Directions => Would you give the entries below again in full, exactly as they stand?

Data for this task =>
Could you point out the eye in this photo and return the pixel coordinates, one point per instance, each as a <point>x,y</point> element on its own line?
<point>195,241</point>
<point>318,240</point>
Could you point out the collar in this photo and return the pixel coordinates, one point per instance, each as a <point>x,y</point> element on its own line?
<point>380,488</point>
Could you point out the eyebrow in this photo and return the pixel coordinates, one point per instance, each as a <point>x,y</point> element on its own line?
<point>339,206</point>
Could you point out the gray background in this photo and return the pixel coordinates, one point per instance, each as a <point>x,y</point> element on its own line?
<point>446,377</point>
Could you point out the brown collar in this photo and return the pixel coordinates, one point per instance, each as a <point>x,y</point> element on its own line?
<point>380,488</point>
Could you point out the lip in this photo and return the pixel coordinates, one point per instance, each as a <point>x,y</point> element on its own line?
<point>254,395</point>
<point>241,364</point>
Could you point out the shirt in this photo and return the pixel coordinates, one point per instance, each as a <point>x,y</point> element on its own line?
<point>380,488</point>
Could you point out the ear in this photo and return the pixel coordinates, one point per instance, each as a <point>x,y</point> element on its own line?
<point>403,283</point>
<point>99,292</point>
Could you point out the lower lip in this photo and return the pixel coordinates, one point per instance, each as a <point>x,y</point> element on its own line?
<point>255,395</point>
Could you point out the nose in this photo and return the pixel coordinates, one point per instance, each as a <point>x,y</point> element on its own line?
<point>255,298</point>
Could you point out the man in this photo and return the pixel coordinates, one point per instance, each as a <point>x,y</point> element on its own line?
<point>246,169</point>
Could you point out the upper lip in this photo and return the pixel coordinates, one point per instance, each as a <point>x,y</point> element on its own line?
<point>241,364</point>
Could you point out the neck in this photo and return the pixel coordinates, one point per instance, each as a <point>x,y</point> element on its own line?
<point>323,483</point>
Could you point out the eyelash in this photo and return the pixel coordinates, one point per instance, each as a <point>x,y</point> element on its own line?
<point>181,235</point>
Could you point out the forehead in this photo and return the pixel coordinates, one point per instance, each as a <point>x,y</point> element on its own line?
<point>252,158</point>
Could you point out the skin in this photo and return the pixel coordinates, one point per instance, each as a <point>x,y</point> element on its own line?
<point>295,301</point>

Answer to the exercise =>
Could you point out the eye in this photo and return the pixel coordinates, one point per instance, each as a <point>x,y</point> element on its own line?
<point>195,241</point>
<point>318,240</point>
Could you point out the collar in this photo and return the pixel coordinates, one point per instance, each as a <point>x,y</point> element on its own line?
<point>380,488</point>
Could you point out the eyebrow in this photo and return the pixel coordinates, one point per instance, each as a <point>x,y</point> element on its own line?
<point>339,206</point>
Could you point out the gray background in this photo and return the pixel coordinates, one point per instance, each as a <point>x,y</point> element on its own line?
<point>446,377</point>
Could you point out the brown collar in this photo and return the pixel coordinates, one point per instance, each as a <point>x,y</point> element on its own line?
<point>380,488</point>
Could you point out the lip in this photo and return the pixel coordinates, one point per instance, each as a <point>x,y</point> element on its own line?
<point>254,395</point>
<point>241,364</point>
Could you point out the shirt in this photo and return the pixel coordinates, one point per instance, each as a <point>x,y</point> element on its own line?
<point>380,488</point>
Could you point out the ear in this photo and return the pixel coordinates, one point per instance, each as a <point>x,y</point> element on its own line?
<point>403,283</point>
<point>99,292</point>
Could you point out the lower lip in this photo and return the pixel coordinates, one point per instance, each as a <point>x,y</point> element on its own line?
<point>255,395</point>
Could you point out the nose in this photo and return the pixel coordinates, one point per instance, each as a <point>x,y</point> element on its own line?
<point>255,298</point>
Could you point out the man in this photo and return the pixel coordinates, one point per instance, each as a <point>x,y</point> element on its own line?
<point>246,169</point>
Could you point out the upper lip in this photo and return the pixel coordinates, one point per instance, each as a <point>x,y</point> element on its own line?
<point>241,364</point>
Could you point out the neck in this photo and return the pixel coordinates, one point per instance, each as a <point>x,y</point> element on its own line?
<point>323,483</point>
Could you point out the eyelash in this photo and return the pixel coordinates, one point per instance, each as a <point>x,y</point> element on its own line?
<point>181,235</point>
Could you point out the forehead in this photo and return the pixel coordinates, one point per instance, each as a <point>x,y</point> element on its own line?
<point>252,158</point>
Could you point out the skin in this photo and return the pixel coordinates, one point per instance, each as a <point>x,y</point> element on its own line?
<point>295,301</point>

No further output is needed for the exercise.